:: 課題文 ::

とはいえ、確かに日本軍が一面で「勇猛無比」であったことは事実でしょうが、実際に戦場に行って想像を絶する苦難を経てこられた飯田氏が、「満身創痍」の「手負い」となってさらけ出された戦争の暗部の厳然たる実相の記述に比すれば、あまりにも楽観的で皮相的であるとの思いはぬぐいきれません。「戦争」という国家間の殺し合いがどれほど悲惨を極めたものかを、私たちは飯田氏の一連の遺著により身に沁みて知る必要があると思います。そして戦なき平和の時代の有り難さに心から感謝し、もう二度とあのような悲劇が起こることのないように国民一人一人が心することが大切なのではないでしょうか。どうも昨今の政治情勢を見ていると、その点に大いに危惧の念を禁じ得ません。

:::
:: 提供データ ::

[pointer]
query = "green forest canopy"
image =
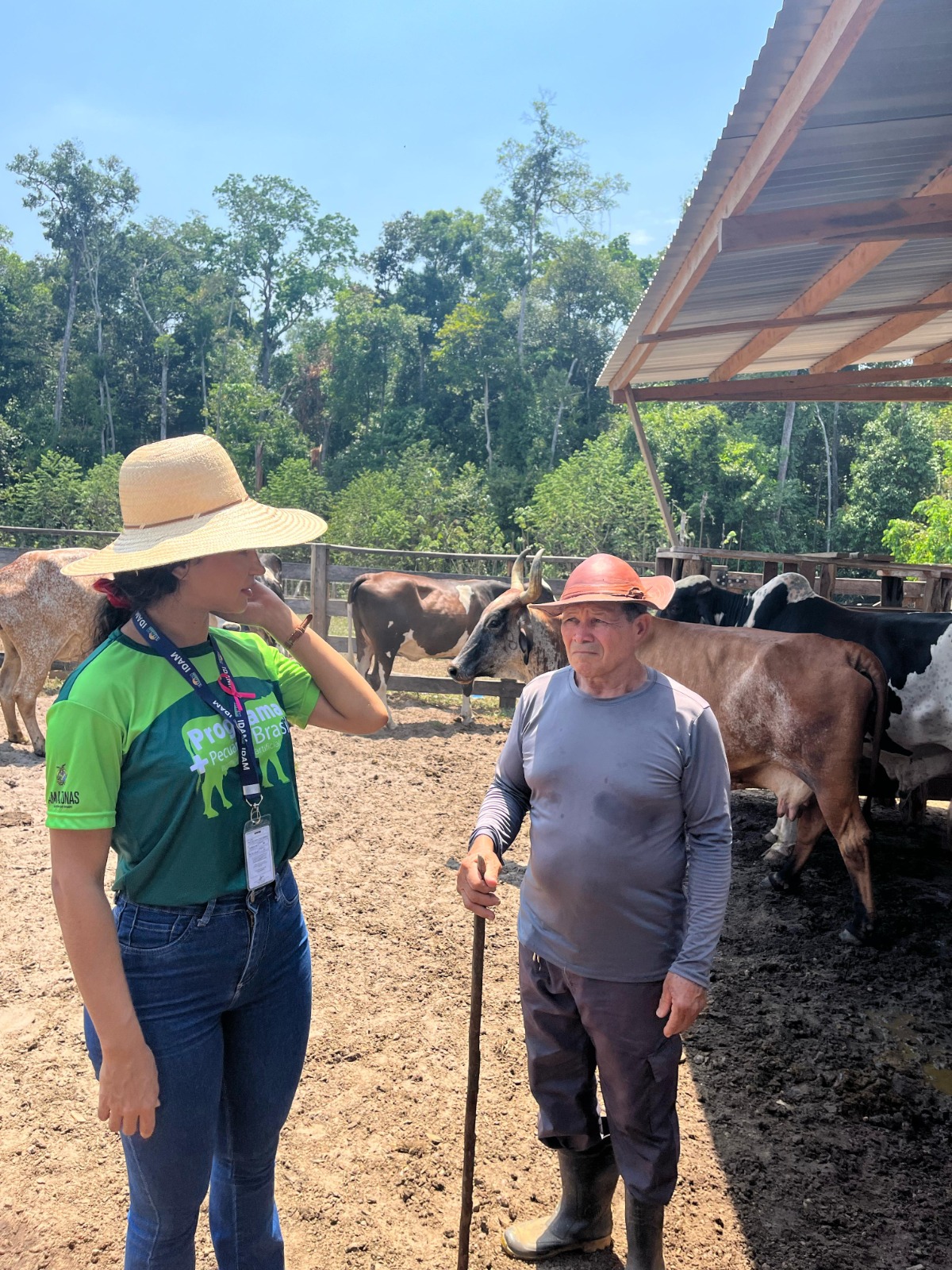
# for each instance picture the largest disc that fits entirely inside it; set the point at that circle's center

:::

課題文の中でかぎかっこ「」に囲まれている語句を、出てくる順にすべて挙げなさい。 上の行は、課題文とは別の出典から取られたものです。

勇猛無比、満身創痍、手負い、戦争